Monthly Archives: July 2015

On standing still and ceasing

In silence which is active, the Inner Light begins to glow – a tiny spark. For the flame to be kindled and to grow, subtle argument and the clamour of our emotions must be stilled. It is by an attention full of love that we enable the Inner Light to blaze and illuminate our dwelling and to make of our whole being a source from which this Light may shine out.

Words must be purified in a redemptive silence if they are to bear the message of peace. The right to speak is a call to the duty of listening. Speech has no meaning unless there are attentive minds and silent hearts. Silence is the welcoming acceptance of the other. The word born of silence must be received in silence.

## Record list
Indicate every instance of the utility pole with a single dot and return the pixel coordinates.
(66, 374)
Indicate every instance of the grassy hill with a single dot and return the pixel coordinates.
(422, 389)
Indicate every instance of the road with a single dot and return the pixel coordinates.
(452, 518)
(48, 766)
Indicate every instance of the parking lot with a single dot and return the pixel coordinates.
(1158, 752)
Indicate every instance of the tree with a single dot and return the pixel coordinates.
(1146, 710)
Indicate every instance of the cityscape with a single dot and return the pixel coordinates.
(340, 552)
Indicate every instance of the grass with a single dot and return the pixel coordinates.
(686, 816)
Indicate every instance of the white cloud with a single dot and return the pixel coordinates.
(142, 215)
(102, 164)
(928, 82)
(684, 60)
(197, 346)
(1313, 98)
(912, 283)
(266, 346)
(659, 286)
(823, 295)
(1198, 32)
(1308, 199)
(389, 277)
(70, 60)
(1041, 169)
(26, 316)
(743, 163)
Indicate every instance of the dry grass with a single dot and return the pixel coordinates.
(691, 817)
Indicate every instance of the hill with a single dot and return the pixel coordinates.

## What you need to do
- a) Please copy out the passage on standing still and ceasing in full, word for word.
- b) Write out the whole listing again, changing every "single dot" to "single point" and leaving the rest untouched.

## Solution set
- a)
Monthly Archives: July 2015

On standing still and ceasing

In silence which is active, the Inner Light begins to glow – a tiny spark. For the flame to be kindled and to grow, subtle argument and the clamour of our emotions must be stilled. It is by an attention full of love that we enable the Inner Light to blaze and illuminate our dwelling and to make of our whole being a source from which this Light may shine out.

Words must be purified in a redemptive silence if they are to bear the message of peace. The right to speak is a call to the duty of listening. Speech has no meaning unless there are attentive minds and silent hearts. Silence is the welcoming acceptance of the other. The word born of silence must be received in silence.

- b)
Indicate every instance of the utility pole with a single point and return the pixel coordinates.
(66, 374)
Indicate every instance of the grassy hill with a single point and return the pixel coordinates.
(422, 389)
Indicate every instance of the road with a single point and return the pixel coordinates.
(452, 518)
(48, 766)
Indicate every instance of the parking lot with a single point and return the pixel coordinates.
(1158, 752)
Indicate every instance of the tree with a single point and return the pixel coordinates.
(1146, 710)
Indicate every instance of the cityscape with a single point and return the pixel coordinates.
(340, 552)
Indicate every instance of the grass with a single point and return the pixel coordinates.
(686, 816)
Indicate every instance of the white cloud with a single point and return the pixel coordinates.
(142, 215)
(102, 164)
(928, 82)
(684, 60)
(197, 346)
(1313, 98)
(912, 283)
(266, 346)
(659, 286)
(823, 295)
(1198, 32)
(1308, 199)
(389, 277)
(70, 60)
(1041, 169)
(26, 316)
(743, 163)
Indicate every instance of the dry grass with a single point and return the pixel coordinates.
(691, 817)
Indicate every instance of the hill with a single point and return the pixel coordinates.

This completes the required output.